(Data entries)
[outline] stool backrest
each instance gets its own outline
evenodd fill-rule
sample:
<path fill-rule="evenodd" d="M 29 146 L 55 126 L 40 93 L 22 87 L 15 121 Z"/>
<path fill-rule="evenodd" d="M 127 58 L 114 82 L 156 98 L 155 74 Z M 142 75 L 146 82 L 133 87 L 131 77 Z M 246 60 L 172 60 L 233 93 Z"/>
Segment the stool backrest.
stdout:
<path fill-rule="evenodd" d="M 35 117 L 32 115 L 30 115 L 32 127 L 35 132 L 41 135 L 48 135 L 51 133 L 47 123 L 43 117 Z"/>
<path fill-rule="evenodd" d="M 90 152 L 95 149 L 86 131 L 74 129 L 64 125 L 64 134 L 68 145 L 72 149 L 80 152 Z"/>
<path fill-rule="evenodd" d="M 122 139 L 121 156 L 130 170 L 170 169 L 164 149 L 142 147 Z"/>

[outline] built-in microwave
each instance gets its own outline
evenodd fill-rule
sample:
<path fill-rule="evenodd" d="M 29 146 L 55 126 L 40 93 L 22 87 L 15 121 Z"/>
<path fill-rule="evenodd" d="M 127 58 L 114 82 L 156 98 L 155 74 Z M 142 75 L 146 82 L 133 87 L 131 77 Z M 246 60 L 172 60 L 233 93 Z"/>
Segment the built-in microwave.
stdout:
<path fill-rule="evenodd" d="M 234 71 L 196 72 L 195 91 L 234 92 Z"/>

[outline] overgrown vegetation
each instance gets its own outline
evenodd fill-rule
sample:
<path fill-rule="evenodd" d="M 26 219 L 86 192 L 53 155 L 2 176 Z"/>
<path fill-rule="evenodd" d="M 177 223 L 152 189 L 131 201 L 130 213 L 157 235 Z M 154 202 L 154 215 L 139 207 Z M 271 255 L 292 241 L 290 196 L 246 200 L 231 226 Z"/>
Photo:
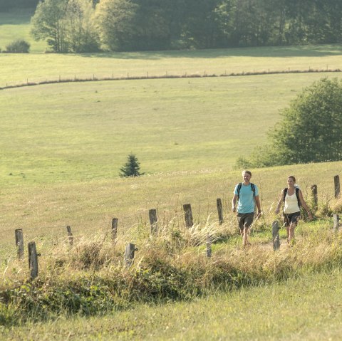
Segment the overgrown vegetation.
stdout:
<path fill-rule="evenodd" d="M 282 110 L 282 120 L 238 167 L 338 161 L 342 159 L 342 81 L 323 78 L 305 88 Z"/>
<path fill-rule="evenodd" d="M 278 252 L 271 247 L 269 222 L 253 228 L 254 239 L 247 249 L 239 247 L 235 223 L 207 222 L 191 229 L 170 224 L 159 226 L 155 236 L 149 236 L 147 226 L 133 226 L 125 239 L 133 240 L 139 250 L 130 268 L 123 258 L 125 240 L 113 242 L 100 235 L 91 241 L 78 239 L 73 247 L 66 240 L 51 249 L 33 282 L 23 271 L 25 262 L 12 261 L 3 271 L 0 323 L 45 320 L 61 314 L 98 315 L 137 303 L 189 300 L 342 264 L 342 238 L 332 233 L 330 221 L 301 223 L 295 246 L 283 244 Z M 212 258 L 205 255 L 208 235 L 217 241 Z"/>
---
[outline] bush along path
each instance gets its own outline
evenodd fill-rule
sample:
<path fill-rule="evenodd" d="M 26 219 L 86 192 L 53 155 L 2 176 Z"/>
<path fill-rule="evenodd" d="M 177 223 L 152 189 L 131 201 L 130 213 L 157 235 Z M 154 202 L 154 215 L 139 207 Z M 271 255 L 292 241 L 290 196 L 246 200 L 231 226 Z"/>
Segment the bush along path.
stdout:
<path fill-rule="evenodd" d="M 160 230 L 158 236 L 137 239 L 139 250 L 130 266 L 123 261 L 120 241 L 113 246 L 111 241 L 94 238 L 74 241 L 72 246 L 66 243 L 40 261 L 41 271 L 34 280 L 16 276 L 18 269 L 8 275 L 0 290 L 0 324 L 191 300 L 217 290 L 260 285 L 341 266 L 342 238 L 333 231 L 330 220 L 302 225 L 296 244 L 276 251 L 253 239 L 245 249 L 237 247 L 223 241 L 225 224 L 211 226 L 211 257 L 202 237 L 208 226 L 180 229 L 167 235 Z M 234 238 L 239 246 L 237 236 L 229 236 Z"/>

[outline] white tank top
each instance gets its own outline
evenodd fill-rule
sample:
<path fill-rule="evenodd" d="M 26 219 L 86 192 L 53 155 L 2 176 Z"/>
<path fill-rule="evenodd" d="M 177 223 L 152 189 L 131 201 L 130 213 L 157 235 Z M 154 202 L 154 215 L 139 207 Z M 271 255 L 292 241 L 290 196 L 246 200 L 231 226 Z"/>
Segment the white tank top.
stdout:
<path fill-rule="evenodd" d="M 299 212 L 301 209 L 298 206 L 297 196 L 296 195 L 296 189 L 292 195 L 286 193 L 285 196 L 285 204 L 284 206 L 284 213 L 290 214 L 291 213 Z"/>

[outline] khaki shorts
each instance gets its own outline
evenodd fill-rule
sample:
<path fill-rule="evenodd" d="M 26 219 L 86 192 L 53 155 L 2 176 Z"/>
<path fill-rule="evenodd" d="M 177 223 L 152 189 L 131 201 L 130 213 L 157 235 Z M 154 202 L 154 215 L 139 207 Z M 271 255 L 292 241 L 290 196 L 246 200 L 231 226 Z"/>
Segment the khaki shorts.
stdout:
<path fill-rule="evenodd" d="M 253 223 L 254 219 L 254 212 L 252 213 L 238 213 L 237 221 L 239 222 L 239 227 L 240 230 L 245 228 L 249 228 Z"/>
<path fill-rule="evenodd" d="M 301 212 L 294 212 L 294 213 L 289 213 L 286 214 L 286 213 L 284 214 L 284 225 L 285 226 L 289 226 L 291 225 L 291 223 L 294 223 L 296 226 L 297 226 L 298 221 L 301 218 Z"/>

_Written request_: Arrange the records from the line with "[outline] overgrown vegetation" to the line with "278 252 L 271" as a two-column CSV with the columns prompt_text and answer_text. Give one row per record, putting its text and its answer each in a single quoted field with line breaks turned into spaces, and leave the pictures out.

_Right answer_:
prompt_text,answer_text
"[outline] overgrown vegetation each instance gets its own outline evenodd fill-rule sample: <path fill-rule=""evenodd"" d=""M 26 219 L 86 192 L 53 155 L 2 176 Z""/> <path fill-rule=""evenodd"" d=""M 177 223 L 152 189 L 131 201 L 130 213 L 157 235 Z M 154 202 L 154 215 L 139 207 Z M 271 255 L 292 241 L 290 196 L 246 200 L 231 226 Z""/> Photo: Segment the overgrown vegetation. stdout:","<path fill-rule=""evenodd"" d=""M 282 110 L 282 120 L 238 167 L 338 161 L 342 159 L 342 81 L 323 78 L 305 88 Z""/> <path fill-rule=""evenodd"" d=""M 278 252 L 271 247 L 269 222 L 253 228 L 254 239 L 247 249 L 239 247 L 235 223 L 207 222 L 191 229 L 170 224 L 159 226 L 155 236 L 149 236 L 147 226 L 133 226 L 125 239 L 133 240 L 139 250 L 130 268 L 123 258 L 125 240 L 113 242 L 100 235 L 91 241 L 78 239 L 73 247 L 66 240 L 51 249 L 33 282 L 23 271 L 25 262 L 12 261 L 3 271 L 0 323 L 45 320 L 61 314 L 98 315 L 137 303 L 189 300 L 342 264 L 342 238 L 332 233 L 330 221 L 301 223 L 295 246 L 283 244 Z M 212 258 L 205 255 L 208 235 L 217 241 Z""/>"